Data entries
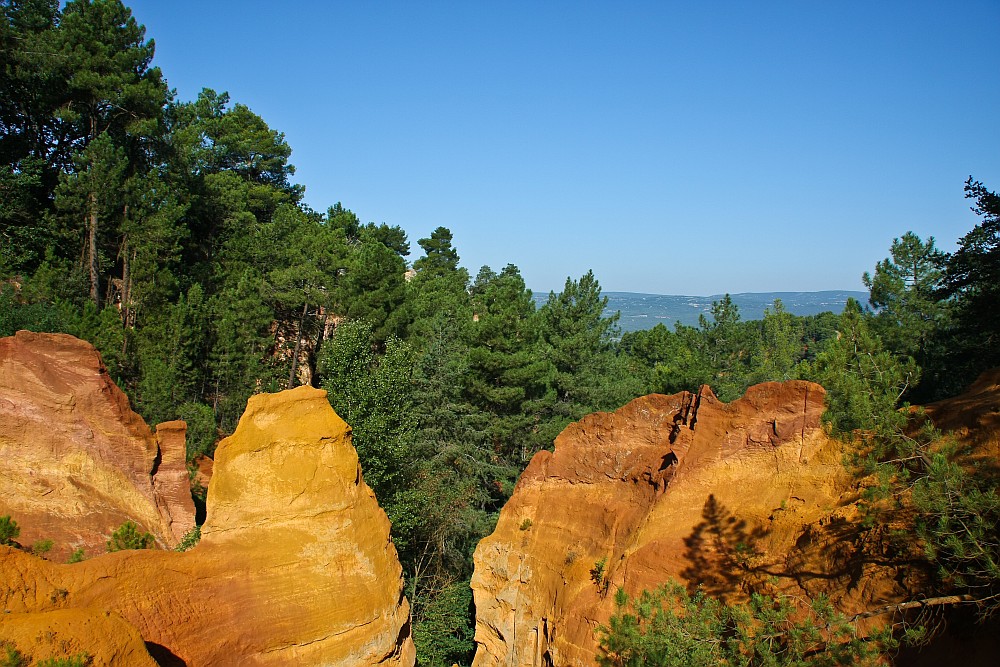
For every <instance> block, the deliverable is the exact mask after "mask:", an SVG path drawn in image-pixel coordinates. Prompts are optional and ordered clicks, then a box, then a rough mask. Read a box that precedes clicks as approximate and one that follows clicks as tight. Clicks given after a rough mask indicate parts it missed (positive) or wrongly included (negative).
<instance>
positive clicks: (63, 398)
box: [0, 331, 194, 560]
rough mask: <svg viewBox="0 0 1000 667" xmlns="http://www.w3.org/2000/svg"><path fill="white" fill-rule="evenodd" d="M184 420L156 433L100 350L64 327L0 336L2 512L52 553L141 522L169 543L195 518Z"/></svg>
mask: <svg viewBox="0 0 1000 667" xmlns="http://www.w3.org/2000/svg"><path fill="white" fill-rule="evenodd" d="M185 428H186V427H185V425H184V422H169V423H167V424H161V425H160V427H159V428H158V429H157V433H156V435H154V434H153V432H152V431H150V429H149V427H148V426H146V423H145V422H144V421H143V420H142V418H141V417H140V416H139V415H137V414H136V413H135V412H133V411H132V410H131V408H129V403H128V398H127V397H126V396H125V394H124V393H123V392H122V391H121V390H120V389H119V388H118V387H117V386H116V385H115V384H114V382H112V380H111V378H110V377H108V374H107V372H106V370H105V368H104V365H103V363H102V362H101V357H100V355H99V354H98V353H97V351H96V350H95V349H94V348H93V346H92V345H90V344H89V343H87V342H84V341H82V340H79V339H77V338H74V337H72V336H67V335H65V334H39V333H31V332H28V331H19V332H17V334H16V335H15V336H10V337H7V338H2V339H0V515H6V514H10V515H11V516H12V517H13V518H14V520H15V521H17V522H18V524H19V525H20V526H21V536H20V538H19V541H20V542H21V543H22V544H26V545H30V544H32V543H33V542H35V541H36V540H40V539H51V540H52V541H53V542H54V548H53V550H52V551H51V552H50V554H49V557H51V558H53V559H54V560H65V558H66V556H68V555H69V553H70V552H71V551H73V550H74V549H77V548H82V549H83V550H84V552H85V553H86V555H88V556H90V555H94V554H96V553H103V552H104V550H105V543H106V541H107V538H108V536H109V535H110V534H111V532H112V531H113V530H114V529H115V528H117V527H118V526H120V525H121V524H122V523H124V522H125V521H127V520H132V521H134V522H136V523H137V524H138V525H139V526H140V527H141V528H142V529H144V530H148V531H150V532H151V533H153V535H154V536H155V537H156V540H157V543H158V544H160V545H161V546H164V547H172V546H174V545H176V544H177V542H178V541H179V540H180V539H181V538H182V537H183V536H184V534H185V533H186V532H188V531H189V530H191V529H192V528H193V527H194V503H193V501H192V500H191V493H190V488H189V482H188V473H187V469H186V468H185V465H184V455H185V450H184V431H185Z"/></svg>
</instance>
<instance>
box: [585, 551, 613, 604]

** ABOUT THIS TASK **
Arrange every line of the records above as a numbered list. Skip blank lines and leave out the pictures.

** SOLUTION **
1. For every <instance> block, the deliverable is the exact mask after "mask:", an SVG path drawn in image-pixel coordinates. Prompts are optional and ordered clicks, then a box, then a rough mask. Read a box that precedes clicks as approximate and one that follows clicks as tight. Clicks given after a rough mask indicate parts it missed (positive) or wrongly included (negative).
2. <instance>
3. positive clicks: (63, 398)
4. box: [0, 331, 194, 560]
5. rough mask: <svg viewBox="0 0 1000 667" xmlns="http://www.w3.org/2000/svg"><path fill="white" fill-rule="evenodd" d="M184 420L156 433L100 350L64 327L0 336L2 512L52 553L141 522L169 543L195 518Z"/></svg>
6. mask: <svg viewBox="0 0 1000 667" xmlns="http://www.w3.org/2000/svg"><path fill="white" fill-rule="evenodd" d="M185 428H186V427H185V425H184V422H169V423H167V424H161V425H160V427H159V428H158V429H157V433H156V435H154V434H153V432H152V431H150V429H149V427H148V426H146V423H145V422H144V421H143V420H142V418H141V417H140V416H139V415H137V414H136V413H135V412H133V411H132V410H131V408H129V403H128V398H127V397H126V396H125V394H124V393H123V392H122V391H121V390H120V389H119V388H118V387H117V386H116V385H115V384H114V382H112V380H111V378H110V377H108V374H107V372H106V370H105V368H104V365H103V363H102V362H101V357H100V355H99V354H98V353H97V351H96V350H95V349H94V348H93V346H92V345H90V344H89V343H87V342H84V341H82V340H79V339H77V338H74V337H72V336H67V335H65V334H39V333H31V332H28V331H19V332H17V334H16V335H15V336H10V337H7V338H2V339H0V515H6V514H10V515H11V516H12V517H13V518H14V520H15V521H17V522H18V524H19V525H20V526H21V536H20V538H19V541H20V542H21V543H22V544H26V545H30V544H32V543H33V542H35V541H36V540H40V539H51V540H52V541H53V542H54V548H53V550H52V551H51V552H50V554H49V557H51V558H53V559H54V560H65V558H66V556H68V555H69V553H70V552H71V551H73V550H74V549H77V548H82V549H83V550H84V552H85V553H86V555H88V556H90V555H94V554H96V553H103V552H104V550H105V543H106V541H107V538H108V536H109V535H110V534H111V532H112V531H113V530H114V529H115V528H117V527H118V526H120V525H121V524H122V523H124V522H125V521H127V520H132V521H134V522H136V523H137V524H138V525H139V526H140V527H141V528H142V529H144V530H148V531H150V532H151V533H153V535H154V536H155V537H156V540H157V543H158V544H160V545H161V546H164V547H172V546H174V545H176V544H177V542H178V541H179V540H180V539H181V538H182V537H183V536H184V534H185V533H186V532H188V531H189V530H191V529H192V528H193V527H194V503H193V501H192V500H191V493H190V488H189V482H188V473H187V469H186V468H185V465H184V455H185V450H184V431H185Z"/></svg>
7. </instance>
8. <instance>
9. box: [585, 551, 613, 604]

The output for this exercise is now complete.